*Written request*: Begin at the line that has "Task: set a pin on each instance of the tire." and stop after the line that has "point(243, 83)". Reproduce only those lines, swapping "side window" for "passenger window" and leaving everything else unchanged.

[Location labeling data]
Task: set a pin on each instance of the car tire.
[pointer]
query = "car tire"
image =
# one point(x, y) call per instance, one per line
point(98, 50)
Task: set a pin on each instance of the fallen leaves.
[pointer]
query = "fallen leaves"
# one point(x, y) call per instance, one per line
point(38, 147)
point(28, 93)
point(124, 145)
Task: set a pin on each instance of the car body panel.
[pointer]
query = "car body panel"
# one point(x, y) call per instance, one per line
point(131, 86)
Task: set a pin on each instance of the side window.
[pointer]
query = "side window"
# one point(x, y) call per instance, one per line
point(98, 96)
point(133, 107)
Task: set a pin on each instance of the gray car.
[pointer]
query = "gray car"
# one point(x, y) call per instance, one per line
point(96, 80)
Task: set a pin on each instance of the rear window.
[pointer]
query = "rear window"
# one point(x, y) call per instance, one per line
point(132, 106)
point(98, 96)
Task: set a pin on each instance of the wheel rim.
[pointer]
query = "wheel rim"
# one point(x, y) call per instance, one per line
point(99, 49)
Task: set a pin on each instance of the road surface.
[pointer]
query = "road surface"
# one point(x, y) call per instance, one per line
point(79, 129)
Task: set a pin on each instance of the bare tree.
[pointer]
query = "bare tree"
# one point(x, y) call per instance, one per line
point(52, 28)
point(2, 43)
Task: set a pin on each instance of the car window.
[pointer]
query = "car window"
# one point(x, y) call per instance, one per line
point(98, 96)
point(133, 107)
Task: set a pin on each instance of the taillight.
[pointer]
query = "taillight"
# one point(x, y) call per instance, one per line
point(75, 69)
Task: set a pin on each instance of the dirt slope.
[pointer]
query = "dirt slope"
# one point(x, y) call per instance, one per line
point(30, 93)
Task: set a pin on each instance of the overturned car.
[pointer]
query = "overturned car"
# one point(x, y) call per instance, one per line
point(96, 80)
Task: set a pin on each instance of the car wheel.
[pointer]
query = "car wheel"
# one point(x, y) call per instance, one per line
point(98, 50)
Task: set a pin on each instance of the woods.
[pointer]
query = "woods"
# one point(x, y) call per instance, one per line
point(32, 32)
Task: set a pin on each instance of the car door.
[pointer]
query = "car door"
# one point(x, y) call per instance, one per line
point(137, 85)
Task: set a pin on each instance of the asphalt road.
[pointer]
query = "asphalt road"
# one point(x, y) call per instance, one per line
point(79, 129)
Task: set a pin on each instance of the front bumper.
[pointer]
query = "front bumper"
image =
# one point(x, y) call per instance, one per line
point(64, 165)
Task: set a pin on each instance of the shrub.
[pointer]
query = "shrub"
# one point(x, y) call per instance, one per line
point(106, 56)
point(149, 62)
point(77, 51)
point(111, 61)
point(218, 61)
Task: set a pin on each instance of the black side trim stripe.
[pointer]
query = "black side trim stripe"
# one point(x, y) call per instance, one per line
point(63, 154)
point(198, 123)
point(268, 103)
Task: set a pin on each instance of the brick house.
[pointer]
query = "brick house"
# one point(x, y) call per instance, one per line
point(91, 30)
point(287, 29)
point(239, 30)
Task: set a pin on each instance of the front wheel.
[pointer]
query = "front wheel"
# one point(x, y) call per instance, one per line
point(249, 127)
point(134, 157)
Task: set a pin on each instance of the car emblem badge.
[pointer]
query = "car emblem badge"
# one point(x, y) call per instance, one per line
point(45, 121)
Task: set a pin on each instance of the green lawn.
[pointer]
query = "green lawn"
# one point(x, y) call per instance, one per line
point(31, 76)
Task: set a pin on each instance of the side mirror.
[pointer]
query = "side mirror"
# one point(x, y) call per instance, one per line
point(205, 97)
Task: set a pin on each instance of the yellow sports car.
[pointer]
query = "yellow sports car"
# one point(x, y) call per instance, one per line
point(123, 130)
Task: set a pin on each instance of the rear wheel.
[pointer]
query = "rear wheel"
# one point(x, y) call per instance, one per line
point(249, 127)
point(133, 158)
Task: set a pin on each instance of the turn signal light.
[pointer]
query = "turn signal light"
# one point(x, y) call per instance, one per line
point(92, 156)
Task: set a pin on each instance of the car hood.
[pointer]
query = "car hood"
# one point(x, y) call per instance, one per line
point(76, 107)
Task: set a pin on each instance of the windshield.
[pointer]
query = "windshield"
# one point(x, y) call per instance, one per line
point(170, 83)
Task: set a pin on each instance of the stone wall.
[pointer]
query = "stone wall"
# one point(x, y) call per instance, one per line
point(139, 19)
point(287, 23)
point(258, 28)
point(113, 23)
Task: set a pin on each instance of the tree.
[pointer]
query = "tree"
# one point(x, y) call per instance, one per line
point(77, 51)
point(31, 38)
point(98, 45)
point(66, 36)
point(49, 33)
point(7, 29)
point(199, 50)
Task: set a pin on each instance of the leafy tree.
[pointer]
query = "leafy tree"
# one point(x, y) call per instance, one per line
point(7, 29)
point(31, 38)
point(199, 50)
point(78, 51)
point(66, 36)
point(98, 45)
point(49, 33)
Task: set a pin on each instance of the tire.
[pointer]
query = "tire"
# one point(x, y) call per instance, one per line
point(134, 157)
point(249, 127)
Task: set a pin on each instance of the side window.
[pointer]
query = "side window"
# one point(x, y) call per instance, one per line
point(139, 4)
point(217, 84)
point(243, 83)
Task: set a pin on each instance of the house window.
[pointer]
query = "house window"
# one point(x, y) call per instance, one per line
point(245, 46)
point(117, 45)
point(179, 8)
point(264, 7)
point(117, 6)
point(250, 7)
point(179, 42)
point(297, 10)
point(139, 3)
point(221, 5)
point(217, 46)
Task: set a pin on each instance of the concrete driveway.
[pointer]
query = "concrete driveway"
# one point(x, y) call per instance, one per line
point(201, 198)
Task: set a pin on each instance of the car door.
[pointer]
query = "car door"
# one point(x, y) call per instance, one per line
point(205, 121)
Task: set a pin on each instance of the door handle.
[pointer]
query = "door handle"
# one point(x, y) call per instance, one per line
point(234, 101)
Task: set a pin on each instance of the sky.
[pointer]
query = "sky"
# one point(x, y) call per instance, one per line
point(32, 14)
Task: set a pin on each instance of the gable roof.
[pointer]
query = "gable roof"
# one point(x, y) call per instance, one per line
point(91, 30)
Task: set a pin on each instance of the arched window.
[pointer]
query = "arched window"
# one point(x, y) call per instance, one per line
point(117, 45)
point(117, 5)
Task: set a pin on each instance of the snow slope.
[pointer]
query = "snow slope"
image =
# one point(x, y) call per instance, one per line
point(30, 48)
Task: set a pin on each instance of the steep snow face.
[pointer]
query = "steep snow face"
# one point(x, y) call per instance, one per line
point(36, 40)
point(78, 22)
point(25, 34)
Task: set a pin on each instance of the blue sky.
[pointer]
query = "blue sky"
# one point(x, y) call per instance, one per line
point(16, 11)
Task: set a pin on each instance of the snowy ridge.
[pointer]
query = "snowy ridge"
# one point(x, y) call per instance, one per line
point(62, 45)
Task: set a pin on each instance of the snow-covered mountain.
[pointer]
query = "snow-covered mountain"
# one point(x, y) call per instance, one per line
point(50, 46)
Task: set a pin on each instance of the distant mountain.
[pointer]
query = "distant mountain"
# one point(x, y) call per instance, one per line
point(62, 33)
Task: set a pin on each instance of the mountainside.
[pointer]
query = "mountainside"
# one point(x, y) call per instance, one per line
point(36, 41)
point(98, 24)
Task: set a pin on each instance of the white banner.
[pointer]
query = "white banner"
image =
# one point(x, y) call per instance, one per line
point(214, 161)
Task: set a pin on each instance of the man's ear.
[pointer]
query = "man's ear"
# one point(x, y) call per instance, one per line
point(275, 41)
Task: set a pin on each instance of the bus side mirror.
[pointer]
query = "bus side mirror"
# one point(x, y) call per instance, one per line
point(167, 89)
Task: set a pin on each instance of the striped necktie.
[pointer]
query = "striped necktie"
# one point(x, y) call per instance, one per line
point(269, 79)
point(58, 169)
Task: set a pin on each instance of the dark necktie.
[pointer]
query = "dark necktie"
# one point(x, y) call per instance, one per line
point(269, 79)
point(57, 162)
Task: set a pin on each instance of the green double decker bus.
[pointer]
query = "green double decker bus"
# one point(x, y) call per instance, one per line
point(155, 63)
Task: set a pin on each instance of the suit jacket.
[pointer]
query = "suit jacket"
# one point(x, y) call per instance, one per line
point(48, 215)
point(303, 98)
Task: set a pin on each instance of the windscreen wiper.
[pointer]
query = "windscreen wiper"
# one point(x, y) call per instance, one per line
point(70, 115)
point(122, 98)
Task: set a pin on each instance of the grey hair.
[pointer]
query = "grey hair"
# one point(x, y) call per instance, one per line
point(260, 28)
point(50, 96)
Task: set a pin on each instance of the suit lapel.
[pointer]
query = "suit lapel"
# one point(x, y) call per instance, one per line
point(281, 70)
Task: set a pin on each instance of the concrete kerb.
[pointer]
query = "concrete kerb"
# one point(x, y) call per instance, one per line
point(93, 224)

*Written reply*:
Task: set a pin on each instance of the tire.
[pointer]
query = "tire"
# one point(x, y) call per instance, one per line
point(134, 157)
point(249, 127)
Task: set a pin on each instance of the passenger window.
[pointer]
query = "passenger window"
# one point(x, y) call per instance, one per line
point(139, 4)
point(217, 84)
point(243, 83)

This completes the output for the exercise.